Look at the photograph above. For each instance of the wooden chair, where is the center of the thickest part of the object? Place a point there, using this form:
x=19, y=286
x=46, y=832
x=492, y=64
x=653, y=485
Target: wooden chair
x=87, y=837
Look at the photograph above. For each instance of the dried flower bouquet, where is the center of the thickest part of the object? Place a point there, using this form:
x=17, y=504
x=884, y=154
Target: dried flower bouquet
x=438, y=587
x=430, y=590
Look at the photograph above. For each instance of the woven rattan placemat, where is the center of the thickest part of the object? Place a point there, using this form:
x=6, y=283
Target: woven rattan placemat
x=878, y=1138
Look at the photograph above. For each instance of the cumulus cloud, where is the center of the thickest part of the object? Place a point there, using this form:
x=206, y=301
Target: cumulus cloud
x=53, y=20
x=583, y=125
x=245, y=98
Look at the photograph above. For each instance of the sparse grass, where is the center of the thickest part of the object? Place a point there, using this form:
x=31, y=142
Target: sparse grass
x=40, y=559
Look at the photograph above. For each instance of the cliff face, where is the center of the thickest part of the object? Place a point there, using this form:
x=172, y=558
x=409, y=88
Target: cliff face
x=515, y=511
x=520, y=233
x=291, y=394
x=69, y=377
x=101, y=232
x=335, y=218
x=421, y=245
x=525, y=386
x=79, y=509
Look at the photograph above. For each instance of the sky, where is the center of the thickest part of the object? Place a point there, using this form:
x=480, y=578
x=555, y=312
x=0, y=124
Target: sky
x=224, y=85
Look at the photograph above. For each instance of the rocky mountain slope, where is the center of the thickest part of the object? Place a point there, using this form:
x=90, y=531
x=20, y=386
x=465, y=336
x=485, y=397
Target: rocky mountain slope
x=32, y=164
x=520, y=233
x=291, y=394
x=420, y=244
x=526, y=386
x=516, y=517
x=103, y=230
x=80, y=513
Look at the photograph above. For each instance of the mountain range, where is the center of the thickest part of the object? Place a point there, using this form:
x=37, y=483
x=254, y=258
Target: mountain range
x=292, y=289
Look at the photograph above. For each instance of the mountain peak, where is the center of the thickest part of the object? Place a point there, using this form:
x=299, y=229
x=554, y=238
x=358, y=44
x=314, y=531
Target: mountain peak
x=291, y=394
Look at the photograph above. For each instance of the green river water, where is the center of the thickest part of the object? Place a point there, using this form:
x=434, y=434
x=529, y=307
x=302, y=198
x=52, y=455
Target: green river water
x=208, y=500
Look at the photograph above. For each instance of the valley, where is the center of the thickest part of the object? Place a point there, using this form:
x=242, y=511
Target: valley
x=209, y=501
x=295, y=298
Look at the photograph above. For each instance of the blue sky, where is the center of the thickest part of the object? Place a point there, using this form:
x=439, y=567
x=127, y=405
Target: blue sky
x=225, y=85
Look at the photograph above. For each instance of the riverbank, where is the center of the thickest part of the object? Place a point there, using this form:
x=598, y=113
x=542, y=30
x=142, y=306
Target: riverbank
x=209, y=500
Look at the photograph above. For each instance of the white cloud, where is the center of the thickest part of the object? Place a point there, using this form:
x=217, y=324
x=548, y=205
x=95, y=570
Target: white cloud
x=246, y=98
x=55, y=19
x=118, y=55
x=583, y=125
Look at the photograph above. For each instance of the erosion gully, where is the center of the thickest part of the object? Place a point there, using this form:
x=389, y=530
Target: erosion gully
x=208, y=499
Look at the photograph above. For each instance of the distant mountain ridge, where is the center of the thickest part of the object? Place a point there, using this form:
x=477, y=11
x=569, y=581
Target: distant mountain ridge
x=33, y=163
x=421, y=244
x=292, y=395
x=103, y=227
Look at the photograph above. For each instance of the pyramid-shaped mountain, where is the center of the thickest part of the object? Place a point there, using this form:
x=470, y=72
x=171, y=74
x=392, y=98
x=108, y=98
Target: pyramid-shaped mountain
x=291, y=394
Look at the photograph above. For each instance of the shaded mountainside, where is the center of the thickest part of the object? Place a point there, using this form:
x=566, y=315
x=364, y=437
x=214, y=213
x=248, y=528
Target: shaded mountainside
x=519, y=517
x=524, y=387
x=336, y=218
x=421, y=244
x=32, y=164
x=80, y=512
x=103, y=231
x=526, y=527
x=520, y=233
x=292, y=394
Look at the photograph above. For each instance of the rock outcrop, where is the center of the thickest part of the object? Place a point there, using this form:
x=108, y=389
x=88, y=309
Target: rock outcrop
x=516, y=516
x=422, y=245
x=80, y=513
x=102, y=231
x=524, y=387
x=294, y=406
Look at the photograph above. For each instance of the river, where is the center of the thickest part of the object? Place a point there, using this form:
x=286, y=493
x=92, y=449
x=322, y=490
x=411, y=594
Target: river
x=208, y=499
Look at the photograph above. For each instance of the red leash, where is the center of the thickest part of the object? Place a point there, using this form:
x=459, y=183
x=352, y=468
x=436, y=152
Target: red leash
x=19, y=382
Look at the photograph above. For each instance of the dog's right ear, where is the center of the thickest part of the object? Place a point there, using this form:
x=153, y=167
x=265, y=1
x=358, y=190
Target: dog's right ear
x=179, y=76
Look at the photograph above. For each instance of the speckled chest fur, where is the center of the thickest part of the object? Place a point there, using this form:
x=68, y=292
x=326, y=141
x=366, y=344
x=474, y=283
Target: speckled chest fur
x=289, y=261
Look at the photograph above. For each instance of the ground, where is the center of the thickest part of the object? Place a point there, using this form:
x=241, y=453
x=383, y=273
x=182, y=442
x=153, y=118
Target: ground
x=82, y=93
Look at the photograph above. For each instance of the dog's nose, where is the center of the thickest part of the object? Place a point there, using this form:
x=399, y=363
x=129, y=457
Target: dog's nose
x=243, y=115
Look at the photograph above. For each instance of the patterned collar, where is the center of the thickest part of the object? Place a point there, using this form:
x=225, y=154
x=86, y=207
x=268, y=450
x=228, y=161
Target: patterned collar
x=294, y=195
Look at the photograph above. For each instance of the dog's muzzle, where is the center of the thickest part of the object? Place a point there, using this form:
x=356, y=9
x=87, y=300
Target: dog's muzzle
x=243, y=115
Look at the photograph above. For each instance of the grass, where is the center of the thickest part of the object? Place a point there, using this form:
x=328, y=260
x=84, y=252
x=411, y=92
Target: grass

********

- _What you will do_
Everything in the material should be repeated exactly as written.

- _Your response_
Look at the photograph above. For each instance of the wooden chair, where is the center of the thickest part of the object? Place a point there, using this form:
x=19, y=286
x=46, y=832
x=492, y=64
x=653, y=485
Target: wooden chair
x=87, y=837
Look at the photograph above. For each instance of the dried flower bouquet, where is the center of the thickest part of the object? Place a point there, using this form:
x=17, y=504
x=884, y=154
Target: dried flower bouquet
x=438, y=587
x=430, y=590
Look at the photograph above. For each instance of the woven rattan placemat, where is the center of the thickest part of the object? Place a point there, using this form:
x=6, y=283
Target: woven rattan placemat
x=878, y=1138
Look at the photograph above. For each instance of the cumulus cloud, where is the center of the thickest part of the object? Place a point there, using this form:
x=206, y=301
Target: cumulus cloud
x=53, y=20
x=583, y=125
x=245, y=98
Look at the photograph above. For each instance of the sparse grass, where is the center of the thickest part of the object? Place a point there, using this form:
x=31, y=142
Target: sparse grass
x=40, y=559
Look at the photograph above. For each instance of the cliff face, where is the center of the thickest part of the object? Place a point there, using this form:
x=172, y=558
x=409, y=88
Target: cliff face
x=515, y=511
x=520, y=233
x=291, y=394
x=69, y=377
x=101, y=232
x=335, y=218
x=421, y=245
x=525, y=386
x=79, y=509
Look at the photograph above. For each instance of the sky, where is the center of the thickest part of the object? Place a point there, using this form:
x=480, y=578
x=555, y=312
x=0, y=124
Target: sky
x=224, y=85
Look at the photograph above. For each instance of the rocky mountain slope, where is the center of the thickest part of the object? Place a point there, using this form:
x=90, y=531
x=20, y=386
x=465, y=336
x=485, y=397
Target: rocky mountain slope
x=32, y=164
x=520, y=233
x=291, y=394
x=420, y=244
x=526, y=386
x=516, y=517
x=103, y=230
x=80, y=513
Look at the photograph above. For each instance of the mountain range, where is the center of the thickest part of the object? Place a point there, using this form:
x=37, y=483
x=254, y=258
Target: mountain range
x=292, y=289
Look at the photograph above. For each instance of the mountain peak, where is the center of the thickest part of the object? Place a point there, using this form:
x=299, y=229
x=554, y=238
x=358, y=44
x=314, y=531
Target: mountain peak
x=291, y=394
Look at the photograph above. For each instance of the green river water, where is the center of the thickest part of the object? Place a point there, using this form:
x=434, y=434
x=529, y=307
x=302, y=198
x=52, y=455
Target: green river water
x=208, y=500
Look at the photograph above. For each instance of the valley, where is the center of the thickest part of the object? Place a point there, using this form:
x=242, y=511
Target: valley
x=209, y=501
x=295, y=298
Look at the photograph above. For each instance of the blue sky, where is the center of the thickest part of the object? Place a point there, using this form:
x=439, y=567
x=127, y=405
Target: blue sky
x=225, y=85
Look at the photograph above. For each instance of the riverbank, where is the center of the thickest part of the object? Place a point there, using this form:
x=598, y=113
x=542, y=30
x=142, y=306
Target: riverbank
x=209, y=500
Look at the photograph above. For each instance of the white cloud, where is the center of the thickest part of the object? Place a point there, using this form:
x=217, y=324
x=548, y=205
x=95, y=570
Target: white cloud
x=246, y=98
x=55, y=19
x=118, y=55
x=583, y=125
Look at the photograph above. For each instance of the erosion gully, where is the center of the thickest part of the object? Place a point there, using this form:
x=389, y=530
Target: erosion gully
x=208, y=499
Look at the photograph above. For each instance of the distant mountain ridge, where is the center of the thickest part of the object? Place a point there, using this form:
x=477, y=11
x=569, y=581
Target: distant mountain ridge
x=33, y=163
x=421, y=244
x=292, y=395
x=103, y=227
Look at the photograph above. For each instance of the pyramid-shaped mountain, where is the center of the thickest part of the object? Place a point there, using this form:
x=470, y=72
x=171, y=74
x=392, y=98
x=108, y=98
Target: pyramid-shaped mountain
x=291, y=394
Look at the photograph above. For each instance of the shaded mountainside, where is the center of the thickest part of the object? Place a point there, using this form:
x=566, y=315
x=364, y=437
x=214, y=213
x=248, y=528
Target: shaded mountainside
x=519, y=517
x=524, y=387
x=336, y=218
x=421, y=244
x=32, y=164
x=80, y=512
x=103, y=231
x=526, y=527
x=520, y=233
x=292, y=394
Look at the photograph above. For each instance of the rock outcrop, where is the center of the thickest part of the object? Place a point there, using this form:
x=108, y=389
x=88, y=309
Target: rock outcrop
x=516, y=516
x=422, y=245
x=80, y=513
x=102, y=231
x=524, y=387
x=294, y=406
Look at the photograph above. For each instance of the river, where is the center of the thickest part of the object? Place a point there, using this form:
x=286, y=493
x=92, y=449
x=322, y=490
x=411, y=594
Target: river
x=208, y=499
Look at the photograph above. For each instance of the red leash, where is the center of the thickest part of the object? Place a point there, using this form:
x=459, y=183
x=352, y=468
x=436, y=152
Target: red leash
x=19, y=382
Look at the photograph above. For each instance of the dog's right ear, where is the center of the thickest part of the object? Place a point there, using this form:
x=153, y=167
x=265, y=1
x=358, y=190
Target: dog's right ear
x=179, y=76
Look at the photograph above. For each instance of the speckled chest fur, where is the center of the thickest part of the object? Place a point there, using this form:
x=68, y=292
x=326, y=141
x=366, y=344
x=474, y=283
Target: speckled chest fur
x=289, y=261
Look at the photograph above. For each instance of the ground, where is the center of the thickest part of the object? Place a point there, using this form:
x=241, y=453
x=383, y=273
x=182, y=442
x=153, y=118
Target: ground
x=82, y=93
Look at the photograph above. For each instance of the dog's nose, where is the center of the thickest part of the object? Place a point there, using this form:
x=399, y=363
x=129, y=457
Target: dog's nose
x=243, y=115
Look at the photograph above. For each instance of the patterned collar, where is the center of the thickest part of the object? Place a point there, using this form:
x=225, y=154
x=86, y=207
x=268, y=450
x=228, y=161
Target: patterned collar
x=294, y=195
Look at the photograph above. For each instance of the dog's muzzle, where is the center of the thickest part of the object? Place a point there, using this form:
x=356, y=9
x=87, y=300
Target: dog's muzzle
x=243, y=115
Look at the photograph above. For each instance of the grass, where is the center of the thickest part of the object? Place a point there, using this form:
x=328, y=260
x=84, y=252
x=411, y=92
Target: grass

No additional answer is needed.